Task description:
Take from the material every line that contains the word "woman".

Material provided:
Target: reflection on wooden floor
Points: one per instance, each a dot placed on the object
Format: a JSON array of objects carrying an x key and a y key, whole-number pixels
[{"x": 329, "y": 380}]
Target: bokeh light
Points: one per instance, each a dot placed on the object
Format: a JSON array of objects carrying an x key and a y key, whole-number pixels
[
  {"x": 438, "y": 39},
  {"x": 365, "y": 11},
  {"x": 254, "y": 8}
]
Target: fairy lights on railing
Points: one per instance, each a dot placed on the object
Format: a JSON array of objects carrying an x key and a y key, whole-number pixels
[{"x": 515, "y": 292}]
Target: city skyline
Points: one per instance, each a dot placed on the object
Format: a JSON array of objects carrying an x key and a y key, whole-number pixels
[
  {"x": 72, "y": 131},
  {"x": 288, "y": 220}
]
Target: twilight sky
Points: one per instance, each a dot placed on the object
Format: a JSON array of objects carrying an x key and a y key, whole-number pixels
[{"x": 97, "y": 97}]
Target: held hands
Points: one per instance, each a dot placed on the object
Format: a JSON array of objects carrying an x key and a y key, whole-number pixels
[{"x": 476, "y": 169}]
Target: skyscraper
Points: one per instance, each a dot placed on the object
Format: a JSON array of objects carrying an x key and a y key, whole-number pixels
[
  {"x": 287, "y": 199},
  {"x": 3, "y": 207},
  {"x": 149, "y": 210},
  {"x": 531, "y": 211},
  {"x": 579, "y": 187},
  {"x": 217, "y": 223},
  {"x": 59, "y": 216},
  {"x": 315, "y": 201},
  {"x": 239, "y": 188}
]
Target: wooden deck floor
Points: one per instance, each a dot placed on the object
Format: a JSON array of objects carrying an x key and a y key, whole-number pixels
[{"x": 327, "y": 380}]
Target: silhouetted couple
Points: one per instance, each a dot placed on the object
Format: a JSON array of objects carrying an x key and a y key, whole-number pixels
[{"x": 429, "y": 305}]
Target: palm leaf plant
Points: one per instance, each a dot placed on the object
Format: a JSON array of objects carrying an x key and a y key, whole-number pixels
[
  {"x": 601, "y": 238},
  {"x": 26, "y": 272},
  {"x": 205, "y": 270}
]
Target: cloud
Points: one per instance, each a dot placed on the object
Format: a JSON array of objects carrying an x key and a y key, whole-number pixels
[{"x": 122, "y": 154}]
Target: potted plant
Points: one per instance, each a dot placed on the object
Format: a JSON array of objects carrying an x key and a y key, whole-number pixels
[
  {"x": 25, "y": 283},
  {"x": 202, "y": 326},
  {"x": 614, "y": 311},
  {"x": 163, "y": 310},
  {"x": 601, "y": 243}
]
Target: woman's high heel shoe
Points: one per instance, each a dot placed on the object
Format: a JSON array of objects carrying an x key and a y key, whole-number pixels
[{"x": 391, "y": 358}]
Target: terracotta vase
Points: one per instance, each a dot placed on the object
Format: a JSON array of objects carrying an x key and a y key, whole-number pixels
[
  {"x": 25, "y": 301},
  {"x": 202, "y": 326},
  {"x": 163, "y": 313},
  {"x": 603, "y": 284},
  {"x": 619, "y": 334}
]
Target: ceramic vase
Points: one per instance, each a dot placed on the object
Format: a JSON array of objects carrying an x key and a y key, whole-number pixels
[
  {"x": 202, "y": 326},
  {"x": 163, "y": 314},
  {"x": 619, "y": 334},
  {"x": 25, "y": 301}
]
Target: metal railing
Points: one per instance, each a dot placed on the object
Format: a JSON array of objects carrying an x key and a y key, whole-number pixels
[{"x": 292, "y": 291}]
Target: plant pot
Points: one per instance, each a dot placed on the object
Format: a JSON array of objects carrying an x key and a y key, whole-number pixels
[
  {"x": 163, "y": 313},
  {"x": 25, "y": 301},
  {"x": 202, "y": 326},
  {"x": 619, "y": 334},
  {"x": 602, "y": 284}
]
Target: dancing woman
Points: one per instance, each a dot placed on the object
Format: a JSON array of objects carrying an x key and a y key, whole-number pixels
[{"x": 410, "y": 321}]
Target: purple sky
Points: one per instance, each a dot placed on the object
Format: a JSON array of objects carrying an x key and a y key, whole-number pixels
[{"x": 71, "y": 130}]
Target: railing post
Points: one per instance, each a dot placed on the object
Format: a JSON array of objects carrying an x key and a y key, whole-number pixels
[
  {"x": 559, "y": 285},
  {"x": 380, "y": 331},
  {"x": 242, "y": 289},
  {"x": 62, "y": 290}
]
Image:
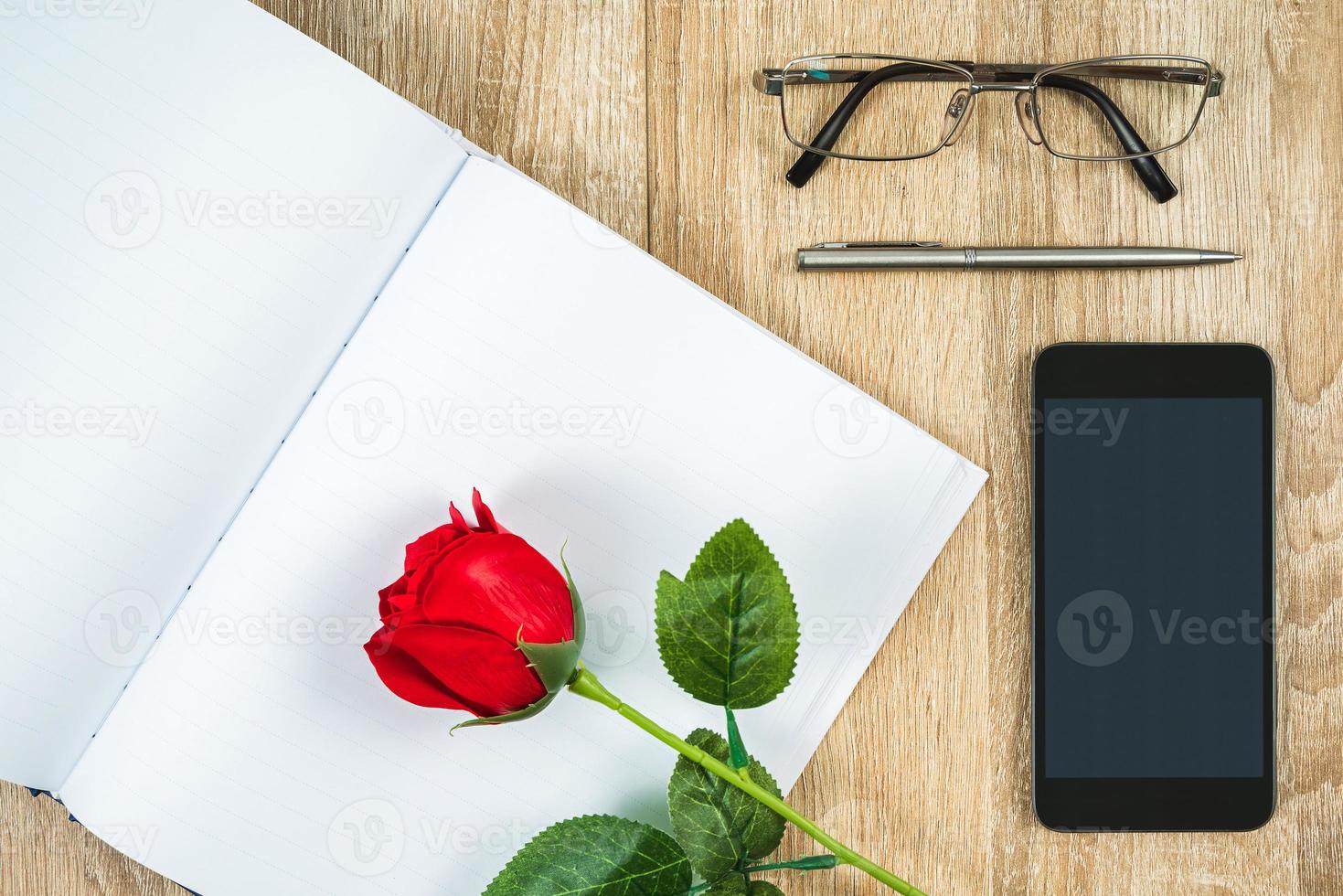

Task response:
Target: woman's high heel shoe
Target: dancing woman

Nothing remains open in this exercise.